--- KUTIPAN UNTUK DIBACA ---
Kamis, 06 September 2018

KISAH AJI SAKA


KISAH AJI SAKA


Orientasi
Aji Saka adalah legenda Jawa yang mengisahkan tentang kedatangan peradaban ke tanah Jawa, dibawa oleh seorang raja bernama Aji Saka. Kisah ini juga menceritakan mengenai mitos asal usul Aksara Jawa.

Asal Usul
Disebutkan Aji Saka berasal dari Bumi Majeti. Bumi Majeti sendiri adalah negeri antah-berantah mitologis, akan tetapi ada yang menafsirkan bahwa Aji Saka berasal dari Jambudwipa (India) dari suku Shaka (Scythia), karena itulah ia bernama Aji Saka (Raja Shaka). Legenda ini melambangkan kedatangan Dharma (ajaran dan peradaban Hindu-Buddha) ke pulau Jawa. Akan tetapi penafsiran lain beranggapan bahwa kata Saka adalah berasal dari istilah dalam Bahasa Jawa saka atau soko yang berarti penting, pangkal, atau asal-mula, maka namanya bermakna "raja asal-mula" atau "raja pertama". Mitos ini mengisahkan mengenai kedatangan seorang pahlawan yang membawa peradaban, tata tertib dan keteraturan ke Jawa dengan mengalahkan raja raksasa jahat yang menguasai pulau ini. Legenda ini juga menyebutkan bahwa Aji Saka adalah pencipta tarikh Tahun Saka, atau setidak-tidaknya raja pertama yang menerapkan sistem kalender Hindu di Jawa. Kerajaan Medang Kamulan mungkin merupakan kerajaan pendahulu atau dikaitkan dengan Kerajaan Medang dalam catatan sejarah.

Ringkasan
Membawa peradaban ke Jawa
Segera setelah pulau Jawa dipakukan ke tempatnya, pulau ini menjadi dapat dihuni. Akan tetapi bangsa pertama yang menghuni pulau ini adalah bangsa denawa (raksasa) yang biadab, penindas, dan gemar memangsa manusia. Kerajaan yang pertama berdiri di pulau ini adalah Medang Kamulan, dipimpin oleh raja raksasa bernama Prabu Dewata Cengkar, raja raksasa yang lalim yang punya kebiasaan memakan manusia dan rakyatnya.
---
**PETUNJUK TUGAS**
Menurut teks tentang Aji Saka di atas, apa saja arti istilah Bahasa Jawa saka atau soko? Data ini diambil dari sumber yang berbeda.
--- DATA YANG DISEDIAKAN ---
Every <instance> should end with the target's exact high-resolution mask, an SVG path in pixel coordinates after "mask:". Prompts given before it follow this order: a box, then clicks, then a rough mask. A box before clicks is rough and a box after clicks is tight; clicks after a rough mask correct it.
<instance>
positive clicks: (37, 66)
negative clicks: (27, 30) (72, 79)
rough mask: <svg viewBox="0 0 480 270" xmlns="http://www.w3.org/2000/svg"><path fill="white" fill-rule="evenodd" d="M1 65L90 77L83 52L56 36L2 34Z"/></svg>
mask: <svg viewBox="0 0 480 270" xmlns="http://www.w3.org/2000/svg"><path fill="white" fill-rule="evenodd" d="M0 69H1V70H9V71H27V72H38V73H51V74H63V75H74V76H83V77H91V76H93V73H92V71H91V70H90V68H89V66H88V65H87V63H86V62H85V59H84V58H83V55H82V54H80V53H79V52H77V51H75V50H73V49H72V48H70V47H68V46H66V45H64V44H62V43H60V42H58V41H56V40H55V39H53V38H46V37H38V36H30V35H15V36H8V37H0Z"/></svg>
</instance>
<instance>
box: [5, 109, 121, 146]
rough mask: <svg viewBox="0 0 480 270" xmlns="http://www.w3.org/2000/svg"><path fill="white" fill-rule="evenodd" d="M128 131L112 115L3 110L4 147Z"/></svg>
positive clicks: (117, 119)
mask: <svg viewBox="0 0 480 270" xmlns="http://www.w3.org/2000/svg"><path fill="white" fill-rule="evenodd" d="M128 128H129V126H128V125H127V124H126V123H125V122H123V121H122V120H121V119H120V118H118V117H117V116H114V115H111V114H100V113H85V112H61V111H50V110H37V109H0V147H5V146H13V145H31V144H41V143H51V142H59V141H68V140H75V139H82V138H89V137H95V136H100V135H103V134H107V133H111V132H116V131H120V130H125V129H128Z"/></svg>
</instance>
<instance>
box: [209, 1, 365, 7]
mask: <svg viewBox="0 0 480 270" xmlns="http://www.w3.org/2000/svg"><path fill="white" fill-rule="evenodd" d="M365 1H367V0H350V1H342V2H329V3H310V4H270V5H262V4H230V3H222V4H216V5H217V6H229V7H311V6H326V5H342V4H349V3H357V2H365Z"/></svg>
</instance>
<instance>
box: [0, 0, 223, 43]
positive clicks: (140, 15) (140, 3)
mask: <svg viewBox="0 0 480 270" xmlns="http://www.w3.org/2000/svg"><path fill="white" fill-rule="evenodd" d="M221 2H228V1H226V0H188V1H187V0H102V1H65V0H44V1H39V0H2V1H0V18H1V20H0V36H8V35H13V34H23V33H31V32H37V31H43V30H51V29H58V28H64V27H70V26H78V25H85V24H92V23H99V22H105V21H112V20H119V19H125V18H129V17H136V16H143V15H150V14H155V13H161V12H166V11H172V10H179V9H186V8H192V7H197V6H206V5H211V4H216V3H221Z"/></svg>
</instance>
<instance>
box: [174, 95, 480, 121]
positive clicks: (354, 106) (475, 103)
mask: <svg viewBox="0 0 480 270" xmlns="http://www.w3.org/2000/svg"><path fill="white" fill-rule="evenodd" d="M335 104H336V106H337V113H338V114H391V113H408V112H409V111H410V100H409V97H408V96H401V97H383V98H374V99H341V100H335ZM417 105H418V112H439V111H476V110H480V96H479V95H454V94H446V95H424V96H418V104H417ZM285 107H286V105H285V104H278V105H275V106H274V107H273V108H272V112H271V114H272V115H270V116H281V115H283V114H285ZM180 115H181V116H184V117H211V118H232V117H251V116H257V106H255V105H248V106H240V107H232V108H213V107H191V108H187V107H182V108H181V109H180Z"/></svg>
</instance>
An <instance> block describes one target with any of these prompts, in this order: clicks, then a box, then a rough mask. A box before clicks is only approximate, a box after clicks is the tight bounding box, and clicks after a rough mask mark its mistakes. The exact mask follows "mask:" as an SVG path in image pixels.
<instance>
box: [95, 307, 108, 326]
---
**BAGIAN JAWABAN**
Penting, pangkal, dan asal-mula.